_Выбранный текст_.

■ ■ ■

С одной стороны, «новая» фантастика — в той, по крайней мере, форме, в которой она экспортировалась из-за океана — была малоприемлема для воспитанников журнала «Эстаундинг». С другой — над старшим поколением довлел своеобразный «комплекс старения», боязнь оказаться за бортом литературного процесса, потерять своего читателя. Немудрено, что пришлось пересматривать свой творческий метод, техническое оснащение, наконец, свои представления о целях, задачах и сущности научной фантастики. Писать по-старому — значило оказаться вне эпицентра страстей и читательских интересов, писать по-новому, — но это неизбежно вело к отказу от собственного почерка, формировавшегося на протяжении двух десятилетий.
У нас в стране хорошо знают Айзека Азимова, Альфреда Бестера, не говоря уже о Рэе Брэдбери. Значительно меньше известны другие ветераны — Роберт Хайнлайн, Пол Андерсон и Фриц Лейбер. Поэтому особенно интересно проследить, какие изменения претерпело их творчество в бурные 60-е годы.
Творческий портрет Р. Хайнлайна, популярнейшего американского фантаста, четко обрисовался к началу 60-х годов. Портрет был противоречив: Хайнлайну не откажешь в умении логически продолжить существующие тенденции в воображаемые миры будущего, в сюжетной изобретательности, романтическом подъеме. К тому же Хайнлайн умеет «завести» читателя, верит в простые, суровые ценности в духе первооткрывателей Америки. Все это соседствует в его книгах с догматическим следованием канонам жанра, картонными персонажами и дремучим политическим и социальным консерватизмом. Хайнлайн свято верует в «сильную личность» в духе социал-дарвинизма, считая, что обществом должна править элита «лучших» (т. е. наиболее сильных и компетентных), а слабых и мятущихся — к стенке. Вместе с тем достаточно вспомнить переведенные у нас роман «Сироты неба» (1940) и такие рассказы, как «Взрыв всегда возможен», «Если так будет продолжаться…», чтобы отделаться от явно однобокой характеристики Хайнлайна как «реакционера».

■ ■ ■

_Задание_.
Воспроизведите дословно часть текста об американской фантастике: начните со слов, где стоит «У нас в стране», и остановитесь после «бурные 60-е годы.». Эти данные с текстом никак не связаны.

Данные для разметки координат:
■ ■ ■

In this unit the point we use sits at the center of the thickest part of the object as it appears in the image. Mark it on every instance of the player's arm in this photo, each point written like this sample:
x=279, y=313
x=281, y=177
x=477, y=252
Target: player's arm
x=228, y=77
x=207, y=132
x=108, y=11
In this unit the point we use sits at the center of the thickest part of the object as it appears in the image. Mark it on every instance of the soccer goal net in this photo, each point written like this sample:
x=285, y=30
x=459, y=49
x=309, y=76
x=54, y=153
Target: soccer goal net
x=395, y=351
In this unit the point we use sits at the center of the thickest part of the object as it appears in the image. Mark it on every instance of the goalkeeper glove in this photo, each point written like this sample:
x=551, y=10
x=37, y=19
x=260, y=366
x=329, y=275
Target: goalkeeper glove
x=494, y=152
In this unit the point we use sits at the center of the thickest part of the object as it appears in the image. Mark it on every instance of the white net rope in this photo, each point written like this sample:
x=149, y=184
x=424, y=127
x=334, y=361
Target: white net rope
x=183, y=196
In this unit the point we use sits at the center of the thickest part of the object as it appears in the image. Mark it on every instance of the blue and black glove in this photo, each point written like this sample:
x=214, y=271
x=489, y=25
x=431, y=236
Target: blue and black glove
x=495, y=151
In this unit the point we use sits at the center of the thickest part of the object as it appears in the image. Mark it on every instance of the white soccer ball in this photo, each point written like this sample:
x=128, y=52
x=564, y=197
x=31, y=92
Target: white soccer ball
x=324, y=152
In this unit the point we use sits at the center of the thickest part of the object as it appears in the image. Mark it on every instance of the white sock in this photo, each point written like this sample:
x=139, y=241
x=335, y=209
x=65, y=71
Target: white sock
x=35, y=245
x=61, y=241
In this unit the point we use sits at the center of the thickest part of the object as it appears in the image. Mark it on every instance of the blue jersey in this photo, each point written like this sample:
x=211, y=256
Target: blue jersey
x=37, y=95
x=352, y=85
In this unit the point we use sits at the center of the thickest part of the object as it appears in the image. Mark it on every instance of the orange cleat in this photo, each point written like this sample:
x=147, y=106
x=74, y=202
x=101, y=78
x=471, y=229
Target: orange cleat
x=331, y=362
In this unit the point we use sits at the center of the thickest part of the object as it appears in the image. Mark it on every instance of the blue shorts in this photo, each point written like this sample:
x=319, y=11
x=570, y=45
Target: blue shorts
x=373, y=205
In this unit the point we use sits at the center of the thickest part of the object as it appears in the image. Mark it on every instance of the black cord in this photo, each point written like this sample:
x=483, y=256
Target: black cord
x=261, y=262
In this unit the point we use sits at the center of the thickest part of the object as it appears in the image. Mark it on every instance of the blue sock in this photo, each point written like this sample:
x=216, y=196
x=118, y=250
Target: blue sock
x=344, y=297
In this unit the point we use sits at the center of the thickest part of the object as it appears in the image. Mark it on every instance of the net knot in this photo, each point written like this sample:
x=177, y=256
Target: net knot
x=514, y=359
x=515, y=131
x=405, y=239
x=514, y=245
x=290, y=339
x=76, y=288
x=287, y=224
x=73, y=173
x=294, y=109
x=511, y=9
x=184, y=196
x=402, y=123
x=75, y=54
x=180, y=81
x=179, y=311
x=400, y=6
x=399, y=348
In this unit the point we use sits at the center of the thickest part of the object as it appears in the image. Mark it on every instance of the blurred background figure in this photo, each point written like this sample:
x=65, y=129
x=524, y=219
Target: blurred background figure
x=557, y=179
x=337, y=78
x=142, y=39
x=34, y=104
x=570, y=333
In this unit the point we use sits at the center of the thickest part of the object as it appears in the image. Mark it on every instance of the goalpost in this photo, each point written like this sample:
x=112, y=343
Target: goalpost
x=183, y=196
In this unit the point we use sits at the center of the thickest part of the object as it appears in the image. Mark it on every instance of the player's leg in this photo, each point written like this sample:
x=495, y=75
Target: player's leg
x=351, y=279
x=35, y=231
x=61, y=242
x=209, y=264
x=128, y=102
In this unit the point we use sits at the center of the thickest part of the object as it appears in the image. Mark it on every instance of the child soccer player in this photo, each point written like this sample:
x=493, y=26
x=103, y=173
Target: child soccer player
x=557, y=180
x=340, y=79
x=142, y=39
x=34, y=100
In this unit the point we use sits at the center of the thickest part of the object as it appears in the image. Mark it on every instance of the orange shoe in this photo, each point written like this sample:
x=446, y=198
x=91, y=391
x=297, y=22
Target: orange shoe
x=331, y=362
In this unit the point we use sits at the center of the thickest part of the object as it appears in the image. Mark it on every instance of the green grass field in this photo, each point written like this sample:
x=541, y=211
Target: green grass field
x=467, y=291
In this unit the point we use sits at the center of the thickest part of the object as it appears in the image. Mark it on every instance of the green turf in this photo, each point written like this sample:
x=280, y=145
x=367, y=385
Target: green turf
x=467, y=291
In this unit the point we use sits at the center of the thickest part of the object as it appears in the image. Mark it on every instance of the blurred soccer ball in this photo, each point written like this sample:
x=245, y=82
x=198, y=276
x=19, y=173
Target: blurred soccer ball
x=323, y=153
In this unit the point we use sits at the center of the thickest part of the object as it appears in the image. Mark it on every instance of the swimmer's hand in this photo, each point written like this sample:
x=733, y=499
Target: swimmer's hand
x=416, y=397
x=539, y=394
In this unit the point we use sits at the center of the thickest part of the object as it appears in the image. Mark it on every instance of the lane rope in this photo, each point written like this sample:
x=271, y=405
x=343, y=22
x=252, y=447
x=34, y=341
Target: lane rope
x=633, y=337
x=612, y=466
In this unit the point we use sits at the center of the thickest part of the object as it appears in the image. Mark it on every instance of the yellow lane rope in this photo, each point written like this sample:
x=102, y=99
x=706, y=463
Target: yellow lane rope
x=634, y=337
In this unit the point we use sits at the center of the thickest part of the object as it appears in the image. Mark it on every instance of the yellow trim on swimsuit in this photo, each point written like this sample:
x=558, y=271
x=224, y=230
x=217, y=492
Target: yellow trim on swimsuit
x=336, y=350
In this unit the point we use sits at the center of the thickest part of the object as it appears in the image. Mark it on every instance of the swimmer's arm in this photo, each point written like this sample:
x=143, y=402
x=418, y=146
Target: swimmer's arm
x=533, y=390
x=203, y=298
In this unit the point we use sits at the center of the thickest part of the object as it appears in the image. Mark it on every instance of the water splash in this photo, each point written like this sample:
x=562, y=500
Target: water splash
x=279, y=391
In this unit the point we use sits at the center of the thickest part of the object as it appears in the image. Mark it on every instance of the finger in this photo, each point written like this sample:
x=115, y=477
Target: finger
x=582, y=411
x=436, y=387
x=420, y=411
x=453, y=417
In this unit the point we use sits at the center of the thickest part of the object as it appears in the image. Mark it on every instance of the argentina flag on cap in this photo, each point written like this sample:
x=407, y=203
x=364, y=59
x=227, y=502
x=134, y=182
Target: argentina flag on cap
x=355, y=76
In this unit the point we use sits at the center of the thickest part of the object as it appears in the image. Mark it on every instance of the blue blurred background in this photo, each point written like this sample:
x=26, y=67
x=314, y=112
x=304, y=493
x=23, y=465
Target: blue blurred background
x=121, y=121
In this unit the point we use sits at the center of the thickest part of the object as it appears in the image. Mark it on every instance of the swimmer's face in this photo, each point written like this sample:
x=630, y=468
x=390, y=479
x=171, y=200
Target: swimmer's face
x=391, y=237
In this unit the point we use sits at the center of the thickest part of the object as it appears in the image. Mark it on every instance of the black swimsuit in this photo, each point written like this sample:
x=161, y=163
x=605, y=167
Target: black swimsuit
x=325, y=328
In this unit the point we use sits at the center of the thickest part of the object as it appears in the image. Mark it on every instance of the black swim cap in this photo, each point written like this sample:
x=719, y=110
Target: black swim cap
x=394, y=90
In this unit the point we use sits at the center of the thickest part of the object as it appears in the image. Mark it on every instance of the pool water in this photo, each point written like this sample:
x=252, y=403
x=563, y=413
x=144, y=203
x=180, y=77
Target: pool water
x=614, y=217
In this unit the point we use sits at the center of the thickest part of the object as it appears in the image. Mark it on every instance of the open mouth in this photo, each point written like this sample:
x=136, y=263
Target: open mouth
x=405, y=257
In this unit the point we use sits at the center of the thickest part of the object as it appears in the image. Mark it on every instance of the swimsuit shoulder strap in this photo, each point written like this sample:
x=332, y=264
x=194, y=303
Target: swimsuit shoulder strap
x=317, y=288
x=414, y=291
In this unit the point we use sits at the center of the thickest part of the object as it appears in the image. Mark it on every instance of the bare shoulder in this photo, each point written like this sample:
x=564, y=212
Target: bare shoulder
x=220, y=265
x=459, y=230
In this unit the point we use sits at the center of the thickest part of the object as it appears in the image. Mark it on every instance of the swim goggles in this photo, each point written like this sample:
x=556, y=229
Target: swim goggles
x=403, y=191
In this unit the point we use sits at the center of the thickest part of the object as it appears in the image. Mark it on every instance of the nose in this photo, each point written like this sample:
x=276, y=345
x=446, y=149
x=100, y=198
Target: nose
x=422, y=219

■ ■ ■

_Результат_.
У нас в стране хорошо знают Айзека Азимова, Альфреда Бестера, не говоря уже о Рэе Брэдбери. Значительно меньше известны другие ветераны — Роберт Хайнлайн, Пол Андерсон и Фриц Лейбер. Поэтому особенно интересно проследить, какие изменения претерпело их творчество в бурные 60-е годы.